Jawablah pertanyaan berikut berdasarkan kutipan di bawah.
(a) Di tempat makan apa kita disebut bisa sedang antre?
(b) Dari hal apa penulis tidak ingin dipandang?
(c) Dengan cara apa penulis mengatakan dirinya pernah dibayar?

> KUTIPAN

"""

Well, kalian pasti pernah merasakan hal
yang sama. Dan seperti biasa, saya tak pernah menyediakan jawaban. Pasti ada
satu waktu dalam hidup kita saat sedang antre makan di warteg, mengerjakan
laporan, berjalan ke kantor atau kampus, bahkan ketika sedang bernapas dalam
satu hari yang terasa panjang, kita merasa diri kita adalah the most insignificant human being in 20th
century. Kemudian apa yang disebut orang sebagai ‘pikiran buruk’ mulai
menyambangi, malamnya kita tidak bisa tidur dan berakhir menikmati hari yang
dikompensasi. Menjadi tidak produktif sebelum dilecut untuk terpaksa bangun dan
melupakan semuanya. Reset dari awal lagi.
Saya
pernah bilang kepada seorang kawan bahwa saya tidak ingin dipandang dari
produktivitas saya. Saya bukan produk, dan pekerjaan saya jarangkali
memproduksi sesuatu. Apalagi yang kasat mata (I’ve been paid by wire transfer so you know what I’m talking about).
Saya merasa tidak senang ketika seseorang mempertanyakan apa yang saya hasilkan
baru-baru ini atau seumur hidup saya lebih karena hal itu membuat saya semakin insignificant dan pointless. Ditambah lagi saya nyaris bukan bagian dari apa-apa. Saya
tidak tergabung dengan aktif dalam alumni lembaga saya bernaung seumur hidup.

"""

> INFORMASI YANG DIBERIKAN

"""

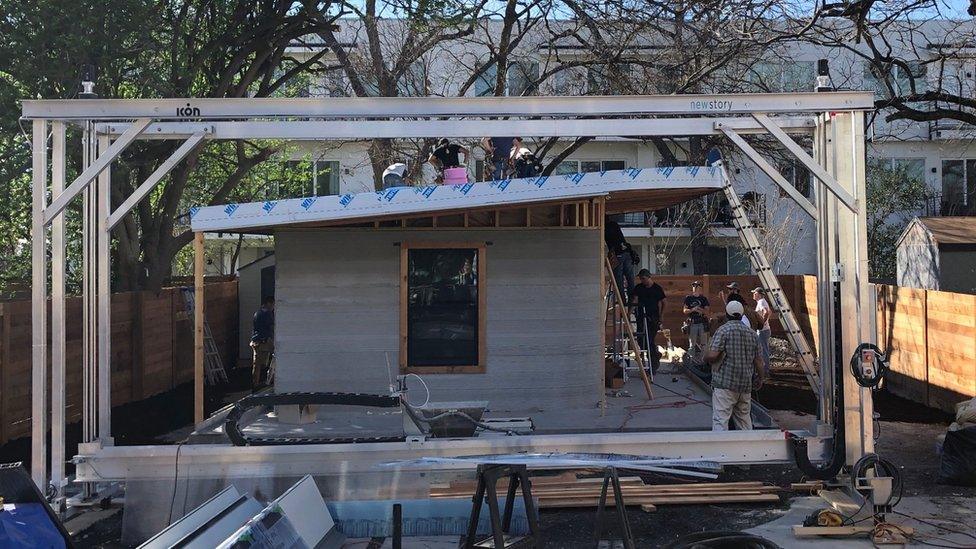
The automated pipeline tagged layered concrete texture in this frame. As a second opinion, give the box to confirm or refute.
[275,229,603,417]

"""

> JAWABAN LENGKAP
(a) Di warteg.
(b) Dari produktivitasnya.
(c) Lewat wire transfer.